*** Page extract ***

As part of the acquisition of CMPL from Glencore on 16 June 2023, Glencore received consideration of 10,000,000 newly issued ordinary shares issued at the redemption share price of $10 per share ($100,000 thousand worth). As a result, Glencore has a significant influence interest in the Company and is considered a related party in accordance with IAS 24 Related Party Disclosures (“IAS 24”).

 

Royalty Deed

 

The Company has paid $1,815 thousand during the six months ended 30 June 2024 (six months ended 30 June 2023: $nil) in connection with the NSR royalty agreement entered in relation to the acquisition of CMPL.

 

Offtake Agreement

 

For the six months ended 30 June 2024, the Group has recognised $176,270 thousand (six months ended 30 June 2023: $17,929 thousand) of copper sales and $5,890 thousand (six months ended 30 June 2023: $647 thousand) of silver sales for a total of $182,160 thousand (six months ended 30 June 2023: $18,576 thousand) in revenue (net of tolling, refining and freight charges) from the offtake agreement with GIAG, parent entity of Glencore.

*** End of Page extract ***
*** Data shown ***

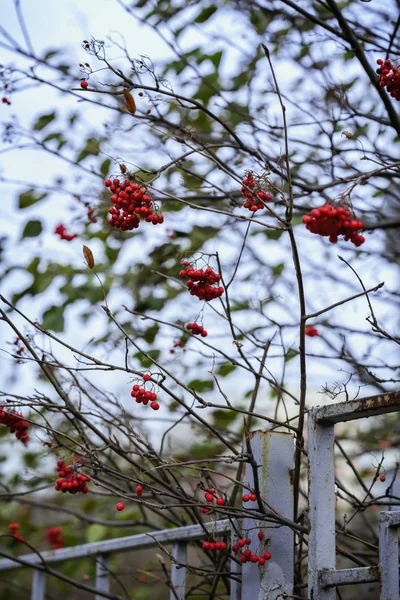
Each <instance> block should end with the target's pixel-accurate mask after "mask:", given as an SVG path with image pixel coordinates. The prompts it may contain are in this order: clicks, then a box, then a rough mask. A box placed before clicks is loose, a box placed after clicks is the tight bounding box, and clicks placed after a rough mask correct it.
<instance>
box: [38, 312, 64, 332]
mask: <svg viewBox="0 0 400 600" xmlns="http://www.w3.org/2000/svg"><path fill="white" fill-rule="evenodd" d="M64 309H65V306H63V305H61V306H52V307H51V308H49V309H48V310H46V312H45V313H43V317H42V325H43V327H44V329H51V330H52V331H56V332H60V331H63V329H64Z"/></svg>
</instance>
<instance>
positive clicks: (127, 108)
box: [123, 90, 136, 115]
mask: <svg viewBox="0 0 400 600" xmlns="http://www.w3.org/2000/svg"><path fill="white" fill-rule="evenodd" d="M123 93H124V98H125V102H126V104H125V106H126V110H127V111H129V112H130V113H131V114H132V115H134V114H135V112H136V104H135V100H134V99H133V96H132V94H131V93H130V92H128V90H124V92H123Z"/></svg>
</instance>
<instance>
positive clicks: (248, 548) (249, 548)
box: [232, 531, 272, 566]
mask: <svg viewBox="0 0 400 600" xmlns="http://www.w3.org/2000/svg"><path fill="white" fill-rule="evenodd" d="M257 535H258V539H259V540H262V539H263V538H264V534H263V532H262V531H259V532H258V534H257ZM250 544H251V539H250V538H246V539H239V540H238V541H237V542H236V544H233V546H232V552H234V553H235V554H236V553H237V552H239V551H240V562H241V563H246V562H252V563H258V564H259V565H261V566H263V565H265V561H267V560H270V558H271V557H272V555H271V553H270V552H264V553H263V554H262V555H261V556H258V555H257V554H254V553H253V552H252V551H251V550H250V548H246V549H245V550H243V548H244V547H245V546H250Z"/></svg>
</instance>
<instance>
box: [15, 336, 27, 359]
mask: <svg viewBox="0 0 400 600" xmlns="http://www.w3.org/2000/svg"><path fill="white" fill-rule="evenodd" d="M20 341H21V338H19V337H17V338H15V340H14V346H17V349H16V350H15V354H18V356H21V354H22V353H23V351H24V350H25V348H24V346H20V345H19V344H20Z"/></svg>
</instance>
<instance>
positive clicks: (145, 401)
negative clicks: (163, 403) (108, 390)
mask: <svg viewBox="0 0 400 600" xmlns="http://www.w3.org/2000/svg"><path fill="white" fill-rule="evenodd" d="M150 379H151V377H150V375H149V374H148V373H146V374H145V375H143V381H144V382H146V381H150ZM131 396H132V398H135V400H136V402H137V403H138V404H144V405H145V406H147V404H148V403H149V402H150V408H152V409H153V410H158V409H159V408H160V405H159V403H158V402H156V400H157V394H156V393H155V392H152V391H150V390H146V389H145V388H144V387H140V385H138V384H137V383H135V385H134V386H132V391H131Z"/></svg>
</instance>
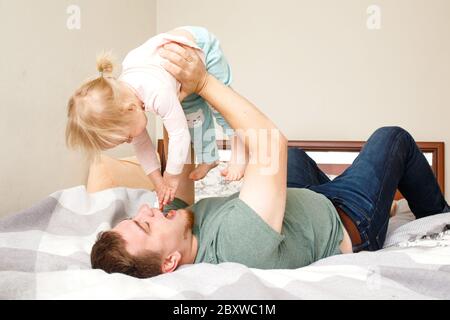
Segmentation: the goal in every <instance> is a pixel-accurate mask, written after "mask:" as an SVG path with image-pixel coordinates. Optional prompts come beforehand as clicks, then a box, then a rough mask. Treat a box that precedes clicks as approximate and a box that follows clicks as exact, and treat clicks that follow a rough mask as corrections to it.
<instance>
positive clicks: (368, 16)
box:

*** End of Data shown ***

* Tasks to carry out:
1 – List every dollar amount that the related party disclosure reports for the six months ended 30 June 2024.
2 – From the related party disclosure, quote the passage starting at "For the six" and ending at "entity of Glencore.".
The listing comes from a different source than the text.

* Solved tasks:
1 –
- $1,815 thousand (paid under the NSR royalty agreement)
- $176,270 thousand (copper sales)
- $5,890 thousand (silver sales)
- $182,160 thousand (total revenue from the offtake agreement)

2 –
For the six months ended 30 June 2024, the Group has recognised $176,270 thousand (six months ended 30 June 2023: $17,929 thousand) of copper sales and $5,890 thousand (six months ended 30 June 2023: $647 thousand) of silver sales for a total of $182,160 thousand (six months ended 30 June 2023: $18,576 thousand) in revenue (net of tolling, refining and freight charges) from the offtake agreement with GIAG, parent entity of Glencore.